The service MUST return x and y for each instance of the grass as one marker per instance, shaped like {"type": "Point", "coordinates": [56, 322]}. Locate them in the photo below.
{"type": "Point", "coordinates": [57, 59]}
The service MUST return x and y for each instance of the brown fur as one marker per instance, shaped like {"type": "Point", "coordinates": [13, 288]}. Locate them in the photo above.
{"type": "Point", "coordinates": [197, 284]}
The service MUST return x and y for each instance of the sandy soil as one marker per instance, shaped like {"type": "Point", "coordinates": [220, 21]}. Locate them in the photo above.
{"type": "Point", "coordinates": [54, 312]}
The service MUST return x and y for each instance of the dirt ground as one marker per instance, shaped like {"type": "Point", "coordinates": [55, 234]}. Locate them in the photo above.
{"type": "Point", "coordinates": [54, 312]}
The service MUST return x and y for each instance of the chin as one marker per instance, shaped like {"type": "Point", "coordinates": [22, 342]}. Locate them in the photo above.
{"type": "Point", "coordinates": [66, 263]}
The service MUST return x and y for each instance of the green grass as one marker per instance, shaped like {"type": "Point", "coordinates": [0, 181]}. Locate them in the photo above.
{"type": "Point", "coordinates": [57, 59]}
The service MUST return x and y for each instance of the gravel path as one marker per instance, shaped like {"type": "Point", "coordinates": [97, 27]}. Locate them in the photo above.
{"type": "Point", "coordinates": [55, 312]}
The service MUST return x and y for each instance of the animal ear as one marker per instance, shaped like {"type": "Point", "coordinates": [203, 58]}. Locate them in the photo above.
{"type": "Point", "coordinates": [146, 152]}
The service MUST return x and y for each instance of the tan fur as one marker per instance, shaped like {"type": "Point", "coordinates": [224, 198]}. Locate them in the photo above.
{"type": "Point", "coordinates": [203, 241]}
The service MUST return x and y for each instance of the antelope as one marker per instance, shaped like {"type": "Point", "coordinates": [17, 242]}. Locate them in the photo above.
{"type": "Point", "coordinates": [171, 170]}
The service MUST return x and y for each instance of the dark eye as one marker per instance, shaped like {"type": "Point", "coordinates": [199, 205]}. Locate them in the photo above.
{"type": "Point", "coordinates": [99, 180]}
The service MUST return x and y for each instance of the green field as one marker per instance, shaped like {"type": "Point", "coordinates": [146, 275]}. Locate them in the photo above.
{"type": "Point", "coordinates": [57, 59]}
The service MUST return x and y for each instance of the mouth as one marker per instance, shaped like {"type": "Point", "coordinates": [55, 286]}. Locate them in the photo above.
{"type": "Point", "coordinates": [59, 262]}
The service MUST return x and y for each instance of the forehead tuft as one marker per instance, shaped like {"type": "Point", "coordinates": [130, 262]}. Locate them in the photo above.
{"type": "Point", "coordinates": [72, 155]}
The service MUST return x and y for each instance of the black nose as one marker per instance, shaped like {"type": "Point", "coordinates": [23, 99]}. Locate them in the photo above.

.....

- [How to complete this task] All of the material must be written out again exactly.

- [Answer box]
The service MUST return x and y for each instance of the grass as one marker per instance, shaped like {"type": "Point", "coordinates": [56, 322]}. Locate them in the photo below.
{"type": "Point", "coordinates": [57, 59]}
The service MUST return x and y for each instance of the brown fur as one marker per instance, shaped like {"type": "Point", "coordinates": [13, 288]}. Locate them in the photo above.
{"type": "Point", "coordinates": [197, 284]}
The service MUST return x and y for each instance of the sandy soil as one marker per instance, shaped like {"type": "Point", "coordinates": [220, 21]}. Locate them in the photo above.
{"type": "Point", "coordinates": [54, 312]}
The service MUST return x and y for each instance of the dirt ground as one marker per instance, shaped like {"type": "Point", "coordinates": [55, 234]}. Locate them in the photo above.
{"type": "Point", "coordinates": [54, 312]}
The service MUST return x and y for each instance of the chin as one marker per instance, shaped like {"type": "Point", "coordinates": [22, 342]}. Locate them in the photo above.
{"type": "Point", "coordinates": [66, 263]}
The service MUST return x and y for each instance of the green grass as one marker per instance, shaped like {"type": "Point", "coordinates": [0, 181]}. Locate them in the photo above.
{"type": "Point", "coordinates": [57, 59]}
The service MUST return x and y for each instance of the gravel path as one marker per instance, shaped like {"type": "Point", "coordinates": [97, 27]}. Locate them in the photo above.
{"type": "Point", "coordinates": [55, 312]}
The service MUST return x and y for each instance of the animal ear as one marker per instance, shaped like {"type": "Point", "coordinates": [203, 58]}. Locate them in the photo above.
{"type": "Point", "coordinates": [146, 152]}
The service MUST return x and y for each instance of the tan fur as one marker per instance, shaped like {"type": "Point", "coordinates": [224, 198]}. Locate them in the photo above.
{"type": "Point", "coordinates": [203, 241]}
The service MUST return x and y for each instance of the antelope as one marker per instance, shaped like {"type": "Point", "coordinates": [17, 242]}. Locate them in the photo above.
{"type": "Point", "coordinates": [171, 170]}
The service MUST return x and y for each instance of the dark eye as one marker per instance, shaped like {"type": "Point", "coordinates": [199, 205]}. Locate them in the photo above.
{"type": "Point", "coordinates": [99, 180]}
The service MUST return x and y for each instance of the green field as one marker per instance, shaped like {"type": "Point", "coordinates": [146, 275]}. Locate them in the photo above.
{"type": "Point", "coordinates": [57, 59]}
The service MUST return x and y for each instance of the mouth as one marker per instance, shaped like {"type": "Point", "coordinates": [55, 286]}. Locate them in the photo above.
{"type": "Point", "coordinates": [59, 262]}
The service MUST return x and y for each instance of the forehead tuft as one marker per instance, shaped like {"type": "Point", "coordinates": [130, 262]}. Locate them in the photo above.
{"type": "Point", "coordinates": [72, 155]}
The service MUST return x and y for each instance of the black nose as one marker per instance, shaped like {"type": "Point", "coordinates": [23, 99]}. Locate them in the photo above.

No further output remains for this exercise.